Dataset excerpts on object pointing
------------------------------

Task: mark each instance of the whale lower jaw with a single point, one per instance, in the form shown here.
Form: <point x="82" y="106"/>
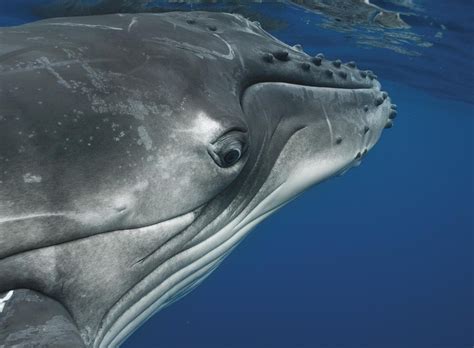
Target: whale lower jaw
<point x="200" y="260"/>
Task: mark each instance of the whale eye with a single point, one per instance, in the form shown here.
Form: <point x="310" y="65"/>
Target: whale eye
<point x="229" y="148"/>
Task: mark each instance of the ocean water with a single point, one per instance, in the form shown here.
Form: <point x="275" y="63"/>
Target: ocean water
<point x="380" y="257"/>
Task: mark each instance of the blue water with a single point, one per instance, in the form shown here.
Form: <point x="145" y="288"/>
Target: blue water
<point x="380" y="257"/>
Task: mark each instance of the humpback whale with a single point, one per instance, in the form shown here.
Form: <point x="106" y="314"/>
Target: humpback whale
<point x="137" y="150"/>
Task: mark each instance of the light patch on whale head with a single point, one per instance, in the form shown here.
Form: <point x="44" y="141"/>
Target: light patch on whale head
<point x="203" y="125"/>
<point x="31" y="178"/>
<point x="145" y="139"/>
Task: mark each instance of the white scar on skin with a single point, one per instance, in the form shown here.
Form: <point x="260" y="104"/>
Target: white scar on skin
<point x="132" y="23"/>
<point x="5" y="299"/>
<point x="95" y="26"/>
<point x="328" y="121"/>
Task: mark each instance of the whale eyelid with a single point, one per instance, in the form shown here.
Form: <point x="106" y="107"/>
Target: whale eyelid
<point x="232" y="144"/>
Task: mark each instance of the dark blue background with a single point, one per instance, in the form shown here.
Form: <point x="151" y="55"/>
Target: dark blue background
<point x="381" y="257"/>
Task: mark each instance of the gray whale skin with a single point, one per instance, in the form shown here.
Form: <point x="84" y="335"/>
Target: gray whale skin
<point x="137" y="150"/>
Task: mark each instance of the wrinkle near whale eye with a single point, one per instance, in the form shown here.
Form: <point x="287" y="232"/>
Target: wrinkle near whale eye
<point x="228" y="149"/>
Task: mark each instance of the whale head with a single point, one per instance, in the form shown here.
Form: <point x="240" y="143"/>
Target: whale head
<point x="157" y="143"/>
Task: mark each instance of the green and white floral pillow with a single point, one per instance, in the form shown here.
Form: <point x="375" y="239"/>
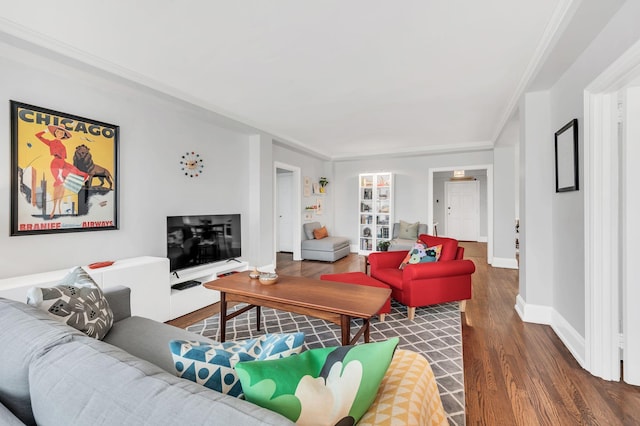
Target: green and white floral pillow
<point x="326" y="386"/>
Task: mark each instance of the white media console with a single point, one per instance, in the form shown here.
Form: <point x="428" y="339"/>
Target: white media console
<point x="149" y="280"/>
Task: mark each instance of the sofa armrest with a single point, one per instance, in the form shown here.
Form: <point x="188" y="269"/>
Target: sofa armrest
<point x="119" y="298"/>
<point x="448" y="268"/>
<point x="386" y="259"/>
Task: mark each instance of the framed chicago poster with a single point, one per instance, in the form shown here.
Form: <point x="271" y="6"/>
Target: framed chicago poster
<point x="64" y="172"/>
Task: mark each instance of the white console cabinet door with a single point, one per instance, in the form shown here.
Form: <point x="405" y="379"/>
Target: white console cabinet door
<point x="148" y="279"/>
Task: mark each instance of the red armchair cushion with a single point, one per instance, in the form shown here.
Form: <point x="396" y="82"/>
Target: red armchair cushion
<point x="425" y="284"/>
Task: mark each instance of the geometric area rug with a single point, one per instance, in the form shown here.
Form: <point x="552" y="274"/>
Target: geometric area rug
<point x="435" y="333"/>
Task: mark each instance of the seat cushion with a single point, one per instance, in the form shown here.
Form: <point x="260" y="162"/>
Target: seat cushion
<point x="87" y="381"/>
<point x="26" y="333"/>
<point x="308" y="229"/>
<point x="154" y="347"/>
<point x="359" y="278"/>
<point x="390" y="276"/>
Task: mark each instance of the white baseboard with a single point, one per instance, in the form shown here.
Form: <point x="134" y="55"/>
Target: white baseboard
<point x="504" y="262"/>
<point x="546" y="315"/>
<point x="570" y="337"/>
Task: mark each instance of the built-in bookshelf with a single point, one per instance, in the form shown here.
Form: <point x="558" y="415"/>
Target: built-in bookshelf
<point x="375" y="210"/>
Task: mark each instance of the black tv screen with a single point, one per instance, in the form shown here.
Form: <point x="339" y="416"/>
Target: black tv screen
<point x="201" y="239"/>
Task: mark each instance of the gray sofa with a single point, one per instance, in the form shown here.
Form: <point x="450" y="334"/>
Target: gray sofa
<point x="328" y="249"/>
<point x="52" y="374"/>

------------------------------

Requirements
Extract, unchanged, the closing run of lines that opens with the line containing "Task: mark each instance of the built-in" and ends with the last line.

Written reply
Task: mark each instance of the built-in bookshelf with a single point, one per instance, in the form shown here.
Form: <point x="558" y="415"/>
Target: built-in bookshelf
<point x="375" y="210"/>
Task: mark each instance of the black tv screen with a single point, one per instance, in the form shown here.
Form: <point x="339" y="416"/>
Target: black tv screen
<point x="201" y="239"/>
Task: mark each instance of the gray sofa with a single point, one per instance, in the form shown here.
Form: <point x="450" y="334"/>
Target: gray sofa
<point x="328" y="249"/>
<point x="52" y="374"/>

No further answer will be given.